AIM OF THE EXERCISE ->
Could you reproduce the listing from its first line through the line with "747 363 L 761", switching "arched niche" to "recessed alcove" and keeping everything else unchanged?

RECORDS SHOWN ->
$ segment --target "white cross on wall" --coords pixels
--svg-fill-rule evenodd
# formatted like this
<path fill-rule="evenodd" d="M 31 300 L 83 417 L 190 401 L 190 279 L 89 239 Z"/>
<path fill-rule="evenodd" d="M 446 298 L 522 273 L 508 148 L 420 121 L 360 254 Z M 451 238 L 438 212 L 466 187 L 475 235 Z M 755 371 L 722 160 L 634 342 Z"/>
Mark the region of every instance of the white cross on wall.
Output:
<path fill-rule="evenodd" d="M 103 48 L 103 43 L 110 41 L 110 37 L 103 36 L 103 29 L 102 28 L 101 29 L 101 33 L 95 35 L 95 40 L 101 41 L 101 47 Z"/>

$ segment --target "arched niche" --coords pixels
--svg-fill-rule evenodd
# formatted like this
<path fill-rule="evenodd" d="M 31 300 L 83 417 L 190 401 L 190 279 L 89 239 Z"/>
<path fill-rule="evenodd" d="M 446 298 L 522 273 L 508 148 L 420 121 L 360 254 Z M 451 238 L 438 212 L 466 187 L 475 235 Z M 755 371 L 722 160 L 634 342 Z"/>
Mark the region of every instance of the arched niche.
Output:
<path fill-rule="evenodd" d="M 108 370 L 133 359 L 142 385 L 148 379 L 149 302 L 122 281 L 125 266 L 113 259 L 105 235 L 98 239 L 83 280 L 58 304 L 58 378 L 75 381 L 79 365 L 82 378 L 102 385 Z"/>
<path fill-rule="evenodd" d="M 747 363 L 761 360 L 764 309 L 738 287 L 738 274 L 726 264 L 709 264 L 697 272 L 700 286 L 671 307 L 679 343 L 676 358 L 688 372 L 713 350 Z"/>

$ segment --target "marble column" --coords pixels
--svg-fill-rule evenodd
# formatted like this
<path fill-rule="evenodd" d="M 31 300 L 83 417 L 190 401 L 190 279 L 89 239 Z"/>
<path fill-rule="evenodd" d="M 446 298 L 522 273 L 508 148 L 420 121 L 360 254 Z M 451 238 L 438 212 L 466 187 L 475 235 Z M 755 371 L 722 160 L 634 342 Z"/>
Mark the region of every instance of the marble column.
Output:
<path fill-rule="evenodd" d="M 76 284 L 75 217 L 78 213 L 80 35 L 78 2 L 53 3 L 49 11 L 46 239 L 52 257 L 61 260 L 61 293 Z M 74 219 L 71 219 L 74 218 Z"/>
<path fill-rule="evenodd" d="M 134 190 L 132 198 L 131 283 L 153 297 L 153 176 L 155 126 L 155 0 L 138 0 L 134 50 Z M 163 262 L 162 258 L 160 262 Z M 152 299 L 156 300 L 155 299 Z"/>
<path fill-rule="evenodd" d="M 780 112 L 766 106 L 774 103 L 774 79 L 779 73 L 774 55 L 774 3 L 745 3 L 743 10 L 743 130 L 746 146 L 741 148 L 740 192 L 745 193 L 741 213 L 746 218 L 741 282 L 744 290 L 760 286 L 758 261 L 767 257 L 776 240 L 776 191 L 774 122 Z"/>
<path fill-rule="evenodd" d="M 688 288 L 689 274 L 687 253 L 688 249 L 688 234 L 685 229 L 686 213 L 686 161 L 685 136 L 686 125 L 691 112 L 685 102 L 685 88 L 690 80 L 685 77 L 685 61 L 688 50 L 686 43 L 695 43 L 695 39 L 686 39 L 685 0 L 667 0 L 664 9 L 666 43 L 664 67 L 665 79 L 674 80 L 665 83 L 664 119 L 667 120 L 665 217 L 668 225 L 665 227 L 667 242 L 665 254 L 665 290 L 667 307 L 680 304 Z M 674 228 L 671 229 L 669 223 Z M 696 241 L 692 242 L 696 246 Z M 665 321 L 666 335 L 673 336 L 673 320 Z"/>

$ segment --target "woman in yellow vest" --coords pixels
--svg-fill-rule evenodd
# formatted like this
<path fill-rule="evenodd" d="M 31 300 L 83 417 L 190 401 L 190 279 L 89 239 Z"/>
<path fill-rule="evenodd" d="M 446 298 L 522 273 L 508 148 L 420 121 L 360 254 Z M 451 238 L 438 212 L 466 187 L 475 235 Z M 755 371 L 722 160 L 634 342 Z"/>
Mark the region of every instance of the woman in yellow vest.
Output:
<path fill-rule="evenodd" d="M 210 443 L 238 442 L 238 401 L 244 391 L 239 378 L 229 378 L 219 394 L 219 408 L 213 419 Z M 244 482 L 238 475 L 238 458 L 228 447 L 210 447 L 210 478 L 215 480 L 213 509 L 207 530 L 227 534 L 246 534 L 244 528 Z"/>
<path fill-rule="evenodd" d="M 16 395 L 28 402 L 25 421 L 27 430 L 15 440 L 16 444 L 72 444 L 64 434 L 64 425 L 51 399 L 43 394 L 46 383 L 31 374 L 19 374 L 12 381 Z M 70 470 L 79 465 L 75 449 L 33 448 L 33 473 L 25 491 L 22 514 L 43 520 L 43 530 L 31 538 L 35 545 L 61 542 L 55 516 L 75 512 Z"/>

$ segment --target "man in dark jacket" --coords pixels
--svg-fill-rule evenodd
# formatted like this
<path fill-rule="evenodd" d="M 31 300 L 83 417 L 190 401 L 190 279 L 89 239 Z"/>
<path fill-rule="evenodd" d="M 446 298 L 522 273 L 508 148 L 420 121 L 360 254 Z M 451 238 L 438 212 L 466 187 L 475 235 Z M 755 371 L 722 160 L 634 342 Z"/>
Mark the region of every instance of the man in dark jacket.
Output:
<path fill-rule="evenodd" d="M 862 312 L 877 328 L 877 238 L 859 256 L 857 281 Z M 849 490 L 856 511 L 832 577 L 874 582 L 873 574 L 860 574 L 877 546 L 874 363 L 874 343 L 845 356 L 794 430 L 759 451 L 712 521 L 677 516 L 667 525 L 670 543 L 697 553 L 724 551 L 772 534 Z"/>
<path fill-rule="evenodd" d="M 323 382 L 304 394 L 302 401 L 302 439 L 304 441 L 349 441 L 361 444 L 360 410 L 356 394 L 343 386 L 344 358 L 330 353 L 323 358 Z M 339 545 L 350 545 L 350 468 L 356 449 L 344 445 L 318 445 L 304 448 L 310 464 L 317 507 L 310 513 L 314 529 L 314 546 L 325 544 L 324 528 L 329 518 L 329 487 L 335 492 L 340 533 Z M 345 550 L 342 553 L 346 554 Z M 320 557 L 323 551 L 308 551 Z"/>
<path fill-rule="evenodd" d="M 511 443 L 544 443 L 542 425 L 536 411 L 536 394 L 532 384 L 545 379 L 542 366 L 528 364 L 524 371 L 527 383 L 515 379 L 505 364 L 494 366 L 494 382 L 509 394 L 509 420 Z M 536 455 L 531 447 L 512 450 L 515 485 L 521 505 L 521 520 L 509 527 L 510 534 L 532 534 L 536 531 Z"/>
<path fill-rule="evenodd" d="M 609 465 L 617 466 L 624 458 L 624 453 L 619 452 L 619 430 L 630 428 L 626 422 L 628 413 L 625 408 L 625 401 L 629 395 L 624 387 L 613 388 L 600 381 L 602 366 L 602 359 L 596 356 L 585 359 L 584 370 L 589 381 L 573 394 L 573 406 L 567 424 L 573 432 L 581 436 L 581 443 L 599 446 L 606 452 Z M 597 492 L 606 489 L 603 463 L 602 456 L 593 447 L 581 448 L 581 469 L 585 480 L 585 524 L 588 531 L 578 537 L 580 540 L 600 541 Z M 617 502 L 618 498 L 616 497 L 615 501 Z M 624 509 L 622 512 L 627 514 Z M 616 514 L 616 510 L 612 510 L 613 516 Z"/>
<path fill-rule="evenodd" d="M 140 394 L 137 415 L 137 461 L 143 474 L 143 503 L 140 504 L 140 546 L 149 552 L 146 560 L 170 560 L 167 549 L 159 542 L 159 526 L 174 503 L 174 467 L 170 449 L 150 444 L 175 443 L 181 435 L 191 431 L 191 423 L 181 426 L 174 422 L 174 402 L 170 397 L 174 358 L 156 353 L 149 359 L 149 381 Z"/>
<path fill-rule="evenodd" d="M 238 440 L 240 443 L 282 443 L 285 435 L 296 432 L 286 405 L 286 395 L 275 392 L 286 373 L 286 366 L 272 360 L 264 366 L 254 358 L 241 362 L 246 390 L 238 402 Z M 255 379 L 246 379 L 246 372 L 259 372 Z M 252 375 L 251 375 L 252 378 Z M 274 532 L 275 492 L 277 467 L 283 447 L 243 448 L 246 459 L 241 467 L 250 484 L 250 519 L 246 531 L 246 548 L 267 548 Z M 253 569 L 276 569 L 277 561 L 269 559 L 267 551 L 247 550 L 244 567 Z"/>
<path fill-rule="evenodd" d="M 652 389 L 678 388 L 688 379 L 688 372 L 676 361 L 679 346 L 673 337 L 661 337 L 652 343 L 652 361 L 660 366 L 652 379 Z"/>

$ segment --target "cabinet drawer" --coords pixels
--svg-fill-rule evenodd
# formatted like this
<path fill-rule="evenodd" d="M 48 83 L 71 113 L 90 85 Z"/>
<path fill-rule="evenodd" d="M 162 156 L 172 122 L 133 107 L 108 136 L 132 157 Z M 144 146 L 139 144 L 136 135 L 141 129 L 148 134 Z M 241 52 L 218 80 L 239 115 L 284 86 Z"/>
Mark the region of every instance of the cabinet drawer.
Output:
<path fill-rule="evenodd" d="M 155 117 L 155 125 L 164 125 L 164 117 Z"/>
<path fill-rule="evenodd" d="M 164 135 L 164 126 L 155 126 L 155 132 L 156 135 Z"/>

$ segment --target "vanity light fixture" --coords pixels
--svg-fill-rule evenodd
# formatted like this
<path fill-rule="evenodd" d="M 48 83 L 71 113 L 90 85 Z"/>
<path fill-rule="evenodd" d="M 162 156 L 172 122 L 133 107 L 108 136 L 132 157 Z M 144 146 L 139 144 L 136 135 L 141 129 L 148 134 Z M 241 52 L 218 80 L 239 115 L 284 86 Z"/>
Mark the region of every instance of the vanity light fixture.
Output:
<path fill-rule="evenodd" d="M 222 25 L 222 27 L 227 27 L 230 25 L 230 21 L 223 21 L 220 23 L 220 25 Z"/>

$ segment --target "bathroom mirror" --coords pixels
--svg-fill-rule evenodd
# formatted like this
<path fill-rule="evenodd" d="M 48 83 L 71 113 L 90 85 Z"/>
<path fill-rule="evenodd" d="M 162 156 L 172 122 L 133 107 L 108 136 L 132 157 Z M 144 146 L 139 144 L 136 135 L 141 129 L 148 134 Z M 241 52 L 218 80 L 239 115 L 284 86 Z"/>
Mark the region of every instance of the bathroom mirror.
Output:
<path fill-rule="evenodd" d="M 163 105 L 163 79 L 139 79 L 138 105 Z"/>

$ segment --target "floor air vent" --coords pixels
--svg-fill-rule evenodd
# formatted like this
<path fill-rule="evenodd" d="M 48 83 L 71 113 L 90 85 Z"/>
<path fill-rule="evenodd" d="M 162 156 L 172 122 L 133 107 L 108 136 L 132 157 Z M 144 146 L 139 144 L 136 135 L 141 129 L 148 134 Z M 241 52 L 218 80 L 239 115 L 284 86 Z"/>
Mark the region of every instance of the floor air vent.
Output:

RESULT OF THIS EXERCISE ->
$ segment --target "white cross on wall" --coords pixels
--svg-fill-rule evenodd
# formatted like this
<path fill-rule="evenodd" d="M 31 300 L 83 417 L 190 401 L 190 279 L 89 239 Z"/>
<path fill-rule="evenodd" d="M 446 298 L 522 273 L 508 148 L 420 121 L 360 254 Z M 451 238 L 438 212 L 466 187 L 475 235 Z M 755 371 L 722 160 L 634 342 Z"/>
Mark the region of every instance of the white cross on wall.
Output:
<path fill-rule="evenodd" d="M 103 48 L 103 43 L 110 41 L 110 37 L 103 36 L 103 29 L 102 28 L 101 29 L 101 33 L 95 35 L 95 40 L 101 41 L 101 47 Z"/>

$ segment --target "recessed alcove" --coords pixels
--svg-fill-rule evenodd
# formatted like this
<path fill-rule="evenodd" d="M 31 300 L 83 417 L 190 401 L 190 279 L 89 239 Z"/>
<path fill-rule="evenodd" d="M 446 298 L 522 273 L 508 148 L 420 121 L 360 254 Z M 451 238 L 438 212 L 466 187 L 475 235 Z M 755 371 L 722 160 L 634 342 Z"/>
Mark the region of every instance of the recessed alcove.
Output:
<path fill-rule="evenodd" d="M 108 370 L 133 359 L 142 385 L 148 379 L 149 302 L 122 281 L 125 266 L 113 259 L 105 235 L 98 239 L 83 280 L 58 304 L 58 378 L 75 381 L 79 365 L 82 378 L 102 385 Z"/>
<path fill-rule="evenodd" d="M 747 363 L 761 360 L 764 309 L 738 287 L 738 274 L 726 264 L 709 264 L 697 272 L 700 286 L 671 307 L 679 343 L 676 358 L 688 372 L 713 350 Z"/>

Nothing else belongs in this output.